Your task: Retype the lines below word for word, keeping every character the same.

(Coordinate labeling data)
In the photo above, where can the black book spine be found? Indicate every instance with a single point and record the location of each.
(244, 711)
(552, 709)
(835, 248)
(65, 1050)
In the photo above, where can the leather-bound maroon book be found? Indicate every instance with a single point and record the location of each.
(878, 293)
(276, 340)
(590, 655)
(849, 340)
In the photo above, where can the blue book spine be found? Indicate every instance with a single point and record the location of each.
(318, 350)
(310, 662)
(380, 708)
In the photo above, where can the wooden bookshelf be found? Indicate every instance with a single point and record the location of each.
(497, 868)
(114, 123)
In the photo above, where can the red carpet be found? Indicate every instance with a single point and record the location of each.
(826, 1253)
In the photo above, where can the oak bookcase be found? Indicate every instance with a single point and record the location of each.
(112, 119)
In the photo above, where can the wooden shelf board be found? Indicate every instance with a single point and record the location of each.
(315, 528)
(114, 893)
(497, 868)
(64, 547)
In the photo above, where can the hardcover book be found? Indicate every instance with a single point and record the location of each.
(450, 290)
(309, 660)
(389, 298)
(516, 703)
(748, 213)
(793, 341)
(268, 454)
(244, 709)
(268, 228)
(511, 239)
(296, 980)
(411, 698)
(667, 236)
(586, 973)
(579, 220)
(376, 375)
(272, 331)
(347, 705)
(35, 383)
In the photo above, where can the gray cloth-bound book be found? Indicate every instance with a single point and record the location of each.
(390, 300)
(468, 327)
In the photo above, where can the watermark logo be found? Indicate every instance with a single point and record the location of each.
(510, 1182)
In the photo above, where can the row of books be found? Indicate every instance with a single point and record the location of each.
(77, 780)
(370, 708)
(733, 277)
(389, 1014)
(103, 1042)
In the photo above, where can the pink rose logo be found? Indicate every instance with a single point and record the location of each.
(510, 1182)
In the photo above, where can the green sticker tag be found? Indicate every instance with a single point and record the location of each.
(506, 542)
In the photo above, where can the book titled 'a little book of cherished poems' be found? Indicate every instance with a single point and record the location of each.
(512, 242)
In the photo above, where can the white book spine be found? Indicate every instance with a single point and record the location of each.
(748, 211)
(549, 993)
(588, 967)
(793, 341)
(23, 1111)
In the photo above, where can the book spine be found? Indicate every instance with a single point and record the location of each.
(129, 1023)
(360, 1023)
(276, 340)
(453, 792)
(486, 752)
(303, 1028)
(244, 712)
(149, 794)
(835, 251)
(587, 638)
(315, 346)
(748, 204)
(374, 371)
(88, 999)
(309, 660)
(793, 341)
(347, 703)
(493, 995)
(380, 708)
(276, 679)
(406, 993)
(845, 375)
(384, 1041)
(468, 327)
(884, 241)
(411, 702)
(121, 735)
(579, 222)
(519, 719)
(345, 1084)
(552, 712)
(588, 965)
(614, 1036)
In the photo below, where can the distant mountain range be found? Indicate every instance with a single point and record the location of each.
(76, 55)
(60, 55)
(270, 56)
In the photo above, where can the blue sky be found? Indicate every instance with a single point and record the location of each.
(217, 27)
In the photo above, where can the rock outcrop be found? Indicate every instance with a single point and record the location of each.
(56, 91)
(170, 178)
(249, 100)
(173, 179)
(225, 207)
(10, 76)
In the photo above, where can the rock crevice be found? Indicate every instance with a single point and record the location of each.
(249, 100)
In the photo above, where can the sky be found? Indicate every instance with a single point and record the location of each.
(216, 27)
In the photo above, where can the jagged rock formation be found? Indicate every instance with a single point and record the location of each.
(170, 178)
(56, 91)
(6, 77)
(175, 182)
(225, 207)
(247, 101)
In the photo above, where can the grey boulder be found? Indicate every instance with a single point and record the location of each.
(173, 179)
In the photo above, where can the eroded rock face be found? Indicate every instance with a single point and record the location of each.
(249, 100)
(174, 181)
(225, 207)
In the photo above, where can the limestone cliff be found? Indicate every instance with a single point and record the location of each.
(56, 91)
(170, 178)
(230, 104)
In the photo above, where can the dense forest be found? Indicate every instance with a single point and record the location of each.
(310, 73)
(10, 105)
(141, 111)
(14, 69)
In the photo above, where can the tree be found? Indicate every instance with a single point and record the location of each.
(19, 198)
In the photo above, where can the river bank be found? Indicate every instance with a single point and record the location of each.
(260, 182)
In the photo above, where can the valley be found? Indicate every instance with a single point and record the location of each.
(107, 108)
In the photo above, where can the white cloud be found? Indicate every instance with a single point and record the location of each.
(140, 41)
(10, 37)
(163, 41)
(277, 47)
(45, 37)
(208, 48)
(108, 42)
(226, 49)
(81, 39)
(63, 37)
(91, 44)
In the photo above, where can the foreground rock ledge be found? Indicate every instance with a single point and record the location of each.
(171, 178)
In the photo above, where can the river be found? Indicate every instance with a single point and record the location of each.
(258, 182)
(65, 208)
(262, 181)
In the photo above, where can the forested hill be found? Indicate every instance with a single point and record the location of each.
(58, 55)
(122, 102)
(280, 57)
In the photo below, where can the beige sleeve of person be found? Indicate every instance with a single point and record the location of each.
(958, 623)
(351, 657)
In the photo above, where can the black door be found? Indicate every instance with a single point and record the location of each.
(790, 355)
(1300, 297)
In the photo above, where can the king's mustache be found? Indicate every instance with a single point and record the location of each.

Output of the task:
In the photo above, where can the black book spine be found? Indicate every instance with a single point and record the location of each.
(244, 711)
(552, 709)
(835, 248)
(65, 1050)
In the photo above, where can the leather-bound maroon book be found? Indicate every instance with a single point and record the location of each.
(878, 293)
(276, 340)
(590, 655)
(849, 340)
In the photo above, where can the blue book spine be found? Indicate every instance with a single point and record the location of each.
(318, 350)
(310, 662)
(380, 708)
In the photo above, where can the wooden bookshelf be found? Indicate every instance with a single point and record the location of each.
(497, 868)
(114, 123)
In the photo above, where can the red carpet be found? Indicate every instance with a single point and record the location of each.
(826, 1253)
In the photo above, where can the oak bookcase be found? Indicate every instance with a single point and record the location of each.
(112, 119)
In the photo above, where can the wooden shelf board be found? Indicate every instance with a single point and record the location of each.
(315, 528)
(114, 893)
(497, 868)
(64, 547)
In the photo above, where can the hardcover book be found? Indicate every instance with a single point and record the location of each.
(450, 290)
(309, 660)
(389, 298)
(516, 703)
(748, 213)
(793, 341)
(268, 454)
(244, 709)
(268, 228)
(511, 239)
(296, 980)
(411, 698)
(667, 236)
(586, 973)
(579, 220)
(376, 375)
(272, 331)
(347, 705)
(35, 383)
In the photo above, where can the gray cloth-bound book be found? Indicate every instance with a single point and record the location of each.
(390, 300)
(468, 327)
In the photo above, where can the watermark logo be found? Indicate every instance with a single point and record the location of each.
(510, 1182)
In the photo above, where can the row of books be found? Indicate every instance with a single point and record the location of each.
(77, 780)
(370, 708)
(733, 277)
(389, 1014)
(103, 1042)
In the photo above, where can the pink rose logo be found? Indicate every instance with a single point and record the location of each.
(510, 1182)
In the photo above, where can the green sticker tag be found? Indicate every instance with a single point and record the location of each.
(506, 542)
In the photo above, where can the book titled 'a little book of cherished poems' be found? Indicate every instance with a single point and record the location of each.
(512, 242)
In the photo above, where can the white book spine be found? Indicate every instance with a single point and record the location of each.
(748, 211)
(549, 993)
(588, 967)
(793, 341)
(23, 1111)
In the photo above, where can the book spine be found? Indicate every instance with a single point and record the location of each.
(129, 1023)
(360, 1023)
(276, 340)
(453, 792)
(486, 752)
(303, 1028)
(244, 712)
(149, 794)
(835, 251)
(587, 638)
(315, 346)
(748, 204)
(374, 371)
(88, 999)
(309, 660)
(793, 341)
(347, 703)
(493, 995)
(380, 708)
(276, 679)
(406, 993)
(845, 375)
(384, 1041)
(468, 327)
(884, 241)
(411, 702)
(121, 735)
(579, 222)
(519, 719)
(345, 1084)
(552, 712)
(588, 965)
(614, 1036)
In the photo below, where can the distant mountain range be found? Indicate every instance with a single point and record the location of each.
(76, 55)
(60, 55)
(270, 56)
In the photo above, where can the blue sky be found? Indicate every instance with a single point and record the location of each.
(217, 27)
In the photo above, where can the rock outcrop be found? Indicate every instance with a single point and record the location of each.
(56, 91)
(170, 178)
(249, 100)
(173, 179)
(225, 207)
(10, 76)
In the photo above, where can the rock crevice be found? Indicate every instance with a single point and record the location of each.
(249, 100)
In the photo above, where can the sky be found? Indicate every instance with a single point and record the location of each.
(216, 27)
In the photo above, where can the jagged rock formation be found? Indicate every instance with a single point and record the location of each.
(170, 178)
(56, 91)
(6, 77)
(175, 182)
(225, 207)
(247, 101)
In the photo above, where can the grey boulder be found? Indicate every instance with a single point and record the location of each.
(173, 179)
In the photo above, where can the eroded rock face be found? Indicate every instance with a single point and record the location of each.
(249, 100)
(174, 181)
(225, 207)
In the photo above, where can the limestone cliff be found? Indicate every instance with a single point and record the location of each.
(56, 91)
(170, 178)
(230, 104)
In the photo above, where can the dense forest be found? Indicate every instance with a single point and record the location of each.
(310, 73)
(10, 105)
(141, 111)
(14, 69)
In the photo above, where can the tree be found? Indicate every instance with a single point and record the location of each.
(19, 198)
In the photo above, where can the river bank be found? Indicate every instance with a single point and record the location of each.
(260, 182)
In the photo above, where can the valley be found? Indicate every instance with a single point and record the location of each.
(107, 108)
In the photo above, where can the white cloud be found? Indicate every instance with a single point and record the location of each.
(140, 41)
(10, 37)
(163, 41)
(277, 47)
(45, 37)
(208, 48)
(108, 42)
(226, 49)
(81, 39)
(63, 37)
(91, 44)
In the photo above, where can the foreground rock ledge be found? Indicate every instance with a single point and record the location of each.
(171, 178)
In the photo above, where can the river be found? Indicate every instance with a single point and record the location of each.
(258, 182)
(65, 208)
(262, 181)
In the photo above, where can the forested hill be found? Indicate every instance with a single point and record the location of each.
(58, 55)
(122, 102)
(280, 57)
In the photo below, where can the beige sleeve of person be found? Indicate every instance with a single point and record the location of each.
(958, 623)
(351, 657)
In the photo above, where can the black door be found? Indicate every instance with a single point and record the location of each.
(790, 355)
(1300, 297)
In the photo above, where can the king's mustache be found? Indicate every instance with a single point and record the location of each.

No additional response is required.